## begin STORED ROWS
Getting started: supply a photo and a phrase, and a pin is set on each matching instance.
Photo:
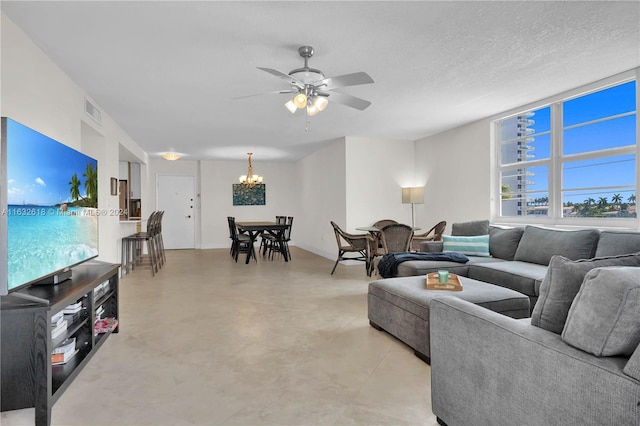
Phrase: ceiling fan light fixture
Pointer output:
(291, 106)
(300, 100)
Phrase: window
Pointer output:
(574, 158)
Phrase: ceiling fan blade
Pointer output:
(347, 100)
(353, 79)
(291, 80)
(277, 92)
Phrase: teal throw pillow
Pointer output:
(471, 246)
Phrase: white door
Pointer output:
(176, 198)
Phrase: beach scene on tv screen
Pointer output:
(52, 193)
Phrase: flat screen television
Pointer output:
(49, 204)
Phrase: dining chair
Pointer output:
(240, 243)
(433, 234)
(377, 246)
(266, 239)
(359, 244)
(278, 246)
(396, 238)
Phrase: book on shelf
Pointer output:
(105, 325)
(59, 329)
(55, 322)
(71, 318)
(57, 359)
(67, 345)
(73, 308)
(55, 319)
(99, 312)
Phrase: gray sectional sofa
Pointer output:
(575, 361)
(519, 257)
(490, 369)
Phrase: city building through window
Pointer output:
(572, 158)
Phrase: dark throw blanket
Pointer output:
(388, 265)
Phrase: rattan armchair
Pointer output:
(378, 248)
(396, 238)
(433, 234)
(359, 244)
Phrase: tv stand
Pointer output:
(27, 377)
(57, 278)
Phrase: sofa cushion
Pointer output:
(503, 242)
(476, 227)
(518, 276)
(632, 367)
(603, 319)
(473, 246)
(539, 244)
(561, 284)
(612, 243)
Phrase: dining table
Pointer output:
(256, 228)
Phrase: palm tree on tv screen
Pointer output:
(74, 190)
(91, 185)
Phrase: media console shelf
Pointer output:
(28, 378)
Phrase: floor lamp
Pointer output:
(413, 195)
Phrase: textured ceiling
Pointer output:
(169, 72)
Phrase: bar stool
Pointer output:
(133, 245)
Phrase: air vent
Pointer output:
(92, 110)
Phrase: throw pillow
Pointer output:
(562, 283)
(618, 242)
(469, 229)
(539, 244)
(603, 319)
(503, 242)
(473, 246)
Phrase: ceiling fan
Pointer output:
(313, 90)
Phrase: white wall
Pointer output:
(321, 188)
(38, 94)
(376, 171)
(456, 166)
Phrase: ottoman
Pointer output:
(400, 306)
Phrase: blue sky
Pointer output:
(612, 171)
(39, 168)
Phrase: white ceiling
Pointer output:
(168, 72)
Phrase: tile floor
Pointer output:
(211, 342)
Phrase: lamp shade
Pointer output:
(413, 195)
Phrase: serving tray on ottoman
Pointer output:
(453, 284)
(400, 306)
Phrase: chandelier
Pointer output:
(250, 179)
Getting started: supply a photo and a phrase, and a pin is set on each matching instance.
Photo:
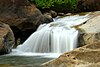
## end STORED ROWS
WHAT THE TASK ASKS: Return all of the lines above exactly, leaving out the pictures.

EXERCISE RESULT:
Getting started: supply a photo and a phrase, and a pin is set on each matching instance.
Photo:
Phrase: ceiling fan light fixture
Pointer output:
(291, 106)
(300, 100)
Phrase: window
Pointer output:
(574, 158)
Phrase: ceiling fan blade
Pointer output:
(347, 100)
(353, 79)
(291, 80)
(277, 92)
Phrase: teal throw pillow
Pointer output:
(471, 246)
Phrase: white door
Pointer output:
(176, 198)
Phrase: beach scene on tv screen
Pointer output:
(52, 193)
Phrase: flat screen television
Pointer output:
(49, 204)
Phrase: dining chair
Pointer output:
(240, 243)
(433, 234)
(377, 246)
(266, 239)
(359, 244)
(278, 246)
(396, 238)
Phrase: book on shelf
Pointer output:
(105, 325)
(59, 329)
(55, 322)
(71, 318)
(57, 359)
(67, 345)
(73, 308)
(55, 319)
(99, 312)
Phrase: gray sectional sofa
Pointer output:
(575, 361)
(519, 257)
(490, 369)
Phrase: city building through window
Pointer output:
(572, 158)
Phrase: dark throw blanket
Pointer output:
(388, 265)
Phrase: rattan armchair
Pointer output:
(378, 248)
(396, 238)
(433, 234)
(359, 244)
Phrase: tv stand
Pointer output:
(27, 377)
(57, 278)
Phrase: sofa cushion
Pointer output:
(503, 242)
(476, 227)
(518, 276)
(632, 367)
(603, 319)
(473, 246)
(539, 244)
(561, 284)
(612, 243)
Phrase: dining table
Pointer output:
(256, 228)
Phrase: palm tree on tv screen
Pointer output:
(74, 190)
(91, 185)
Phrase: media console shelf
Pointer output:
(28, 378)
Phrase: floor lamp
Pointer output:
(413, 195)
Phrase: textured ceiling
Pointer output:
(169, 72)
Phrase: bar stool
Pointer output:
(133, 245)
Phrase: air vent
Pointer output:
(92, 110)
Phrase: throw pillow
Pointer output:
(562, 283)
(618, 242)
(469, 229)
(539, 244)
(603, 319)
(503, 242)
(473, 246)
Phrase: ceiling fan
Pointer output:
(313, 90)
Phrase: white wall
Pointer output:
(321, 188)
(38, 94)
(376, 171)
(456, 166)
Phrase: ottoman
Pointer output:
(400, 306)
Phrase: blue sky
Pointer output:
(612, 171)
(39, 168)
Phrase: white ceiling
Pointer output:
(168, 72)
Phrase: tile floor
Pointer output:
(211, 342)
Phrase: lamp shade
Pointer output:
(413, 195)
Phrase: serving tray on ottoman
Pointer output:
(453, 284)
(400, 306)
Phrase: chandelier
Pointer output:
(250, 179)
Getting started: supply a photo and a phrase, and a pin is set on each matching instance.
Photo:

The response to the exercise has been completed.